▶ _What you need to do_: Resume the forum thread on connecting an HR24 receiver without DECA, picking up right after its last line.

▶ _Selected text_:
★ ★ ★

# HR24 without DECA enable receivers



## jrmichael (Dec 14, 2006)

I just ordered an HR24 for a new HD plasma. My question is if the HR20 and HR21 aren't DECA enabled can the HR24 be connected to the SWiM without BSF's on the HR20 and HR21? Since my SWiM is not green labeled will the HR24 create problems at the SWiM without a BSF? I curious because I've read that the SWiM must have a BSF if DECA dongles are added to the HR20 and HR21. If that is true, then why wouldn't the HR24 with the internal DECA create the same problem?


----------



## Stuart Sweet (Jun 19, 2006)

First of all you only need one band stop filter, between the SWiM and the first splitter. You don't need one for every receiver. 

Second, if you don't have DECAs on any other receiver and you don't have a DECA at your router, the internal DECA functionality of the HR24 isn't used. So you don't need a band stop filter in that case. That being said, this might be the right time to add one, so that you won't have future issues.


----------



## paragon (Nov 15, 2007)

Stuart Sweet said:


> First of all you only need one band stop filter, between the SWiM and the first splitter. You don't need one for every receiver.
> 
> Second, if you don't have DECAs on any other receiver and you don't have a DECA at your router, the internal DECA functionality of the HR24 isn't used. So you don't need a band stop filter in that case. That being said, this might be the right time to add one, so that you won't have future issues.


In a DECA environment, you need band-stop filters on all receivers that don't have DECA either externally or internally. So his question makes sense from that perspective.


----------



## hilmar2k (Mar 18, 2007)

paragon said:


> In a DECA environment, you need band-stop filters on all receivers that don't have DECA either externally or internally. So his question makes sense from that perspective.


But there's no DECA environment with only one DECA device.


----------



## mcbeevee (Sep 18, 2006)

When my DECA hardware was installed, they did not put a band-stop filter between the SWM-lnb and my first splitter. Since everything was working, they just left it off. I have 2 HR24's, HR20-700 with a DECA module, and an internet DECA module. My SWM-lnb is one of the old, original models. Will I have problems later due to no band-stop filter? Should I go ahead and install one between the dish and first splitter?


----------



## David Ortiz (Aug 21, 2006)

paragon said:


> In a DECA environment, you need band-stop filters on all receivers that don't have DECA either externally or internally. So his question makes sense from that perspective.

★ ★ ★

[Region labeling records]
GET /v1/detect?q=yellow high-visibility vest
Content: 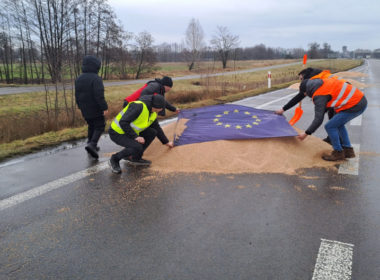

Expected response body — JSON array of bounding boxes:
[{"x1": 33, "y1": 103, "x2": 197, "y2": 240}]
[{"x1": 111, "y1": 101, "x2": 157, "y2": 135}]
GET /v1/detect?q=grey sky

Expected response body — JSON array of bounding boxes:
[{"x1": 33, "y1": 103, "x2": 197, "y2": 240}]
[{"x1": 108, "y1": 0, "x2": 380, "y2": 51}]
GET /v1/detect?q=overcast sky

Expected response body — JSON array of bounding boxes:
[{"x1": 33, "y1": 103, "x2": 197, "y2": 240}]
[{"x1": 108, "y1": 0, "x2": 380, "y2": 51}]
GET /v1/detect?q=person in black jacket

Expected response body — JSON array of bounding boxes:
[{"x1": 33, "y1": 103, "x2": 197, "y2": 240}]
[
  {"x1": 75, "y1": 55, "x2": 108, "y2": 158},
  {"x1": 108, "y1": 95, "x2": 174, "y2": 173},
  {"x1": 123, "y1": 76, "x2": 179, "y2": 116}
]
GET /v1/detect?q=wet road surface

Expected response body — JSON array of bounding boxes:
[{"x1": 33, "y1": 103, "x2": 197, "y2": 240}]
[{"x1": 0, "y1": 60, "x2": 380, "y2": 280}]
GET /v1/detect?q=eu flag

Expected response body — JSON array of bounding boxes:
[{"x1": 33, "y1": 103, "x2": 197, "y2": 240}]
[{"x1": 175, "y1": 104, "x2": 297, "y2": 145}]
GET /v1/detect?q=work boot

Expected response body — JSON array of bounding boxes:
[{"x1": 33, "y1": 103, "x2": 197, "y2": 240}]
[
  {"x1": 108, "y1": 155, "x2": 121, "y2": 174},
  {"x1": 343, "y1": 147, "x2": 355, "y2": 158},
  {"x1": 125, "y1": 157, "x2": 152, "y2": 166},
  {"x1": 322, "y1": 150, "x2": 345, "y2": 161},
  {"x1": 85, "y1": 143, "x2": 99, "y2": 159},
  {"x1": 87, "y1": 142, "x2": 100, "y2": 152}
]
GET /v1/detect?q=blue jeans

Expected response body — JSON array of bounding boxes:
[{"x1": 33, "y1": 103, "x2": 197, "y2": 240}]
[{"x1": 325, "y1": 106, "x2": 367, "y2": 151}]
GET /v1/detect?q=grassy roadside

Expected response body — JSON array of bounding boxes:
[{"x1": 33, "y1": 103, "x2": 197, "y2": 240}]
[{"x1": 0, "y1": 60, "x2": 361, "y2": 161}]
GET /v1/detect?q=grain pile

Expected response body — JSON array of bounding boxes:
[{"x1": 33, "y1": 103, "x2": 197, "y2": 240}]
[{"x1": 144, "y1": 123, "x2": 336, "y2": 174}]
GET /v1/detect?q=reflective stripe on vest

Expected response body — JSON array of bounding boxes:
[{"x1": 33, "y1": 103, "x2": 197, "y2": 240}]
[
  {"x1": 310, "y1": 70, "x2": 343, "y2": 80},
  {"x1": 313, "y1": 79, "x2": 364, "y2": 112},
  {"x1": 111, "y1": 101, "x2": 157, "y2": 135}
]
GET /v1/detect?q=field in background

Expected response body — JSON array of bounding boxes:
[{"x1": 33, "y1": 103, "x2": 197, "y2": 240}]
[{"x1": 0, "y1": 59, "x2": 362, "y2": 160}]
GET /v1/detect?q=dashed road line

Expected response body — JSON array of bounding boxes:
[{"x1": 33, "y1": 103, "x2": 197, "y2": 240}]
[
  {"x1": 338, "y1": 144, "x2": 360, "y2": 176},
  {"x1": 0, "y1": 162, "x2": 108, "y2": 211},
  {"x1": 350, "y1": 115, "x2": 362, "y2": 126},
  {"x1": 256, "y1": 92, "x2": 298, "y2": 109},
  {"x1": 312, "y1": 239, "x2": 354, "y2": 280}
]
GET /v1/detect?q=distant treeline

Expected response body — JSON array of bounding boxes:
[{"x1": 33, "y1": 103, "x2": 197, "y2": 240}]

★ ★ ★

▶ _Response_:
Agreed. In a DECA installation, the DECA boxes protect the SAT inputs on the receivers. If you have a D12 or R16, there is a BSF to protect the SAT input. If you have an HR20-100, a BSF is used to protect SAT-1 if the DECA is connected to SAT-2.

So, if you have at least one Hx24 and don't have MRV, do you need BSFs everywhere else? What if you have 2 Hx24s?


----------



## hilmar2k (Mar 18, 2007)

mcbeevee said:


> When my DECA hardware was installed, they did not put a band-stop filter between the SWM-lnb and my first splitter. Since everything was working, they just left it off. I have 2 HR24's, HR20-700 with a DECA module, and an internet DECA module. My SWM-lnb is one of the old, original models. Will I have problems later due to no band-stop filter? Should I go ahead and install one between the dish and first splitter?


I would.


----------



## jrmichael (Dec 14, 2006)

Stuart Sweet said:


> First of all you only need one band stop filter, between the SWiM and the first splitter. You don't need one for every receiver.
> 
> Second, if you don't have DECAs on any other receiver and you don't have a DECA at your router, the internal DECA functionality of the HR24 isn't used. So you don't need a band stop filter in that case. That being said, this might be the right time to add one, so that you won't have future issues.


Thanks. I was curious if the DECA functionality was active on the HR24 if no other DECAs are on the cloud. I have the BSF between the SWiM and the Splitter and I have external DECA's for the HR20 and 21 but I don't have them currently installed. I'm having an issue with SFS when I install the DECA on the HR20. I think it is a cabling issue that I haven't been able to address yet.



paragon said:


> In a DECA environment, you need band-stop filters on all receivers that don't have DECA either externally or internally. So his question makes sense from that perspective.


This is really where I was going. If I'm correct on this and I go ahead and install the HR24 and the DECA to the HR21 creating the cloud, I would have to install a BSF on the HR20, correct?


----------



## hilmar2k (Mar 18, 2007)

jrmichael said:


> This is really where I was going. If I'm correct on this and I go ahead and install the HR24 and the DECA to the HR21 creating the cloud, I would have to install a BSF on the HR20, correct?


Why wouldn't the HR20 be part of the DECA cloud?


----------



## bobnielsen (Jun 29, 2006)

hilmar2k said:


> Why wouldn't the HR20 be part of the DECA cloud?


It would need a DECA adapter to be part of the cloud. Before I got my adapter, I had my HR21 connected to the splitter which also fed the H24 and HR24. Presumably the lack of a filter could have created issues, but I didn't experience any problems.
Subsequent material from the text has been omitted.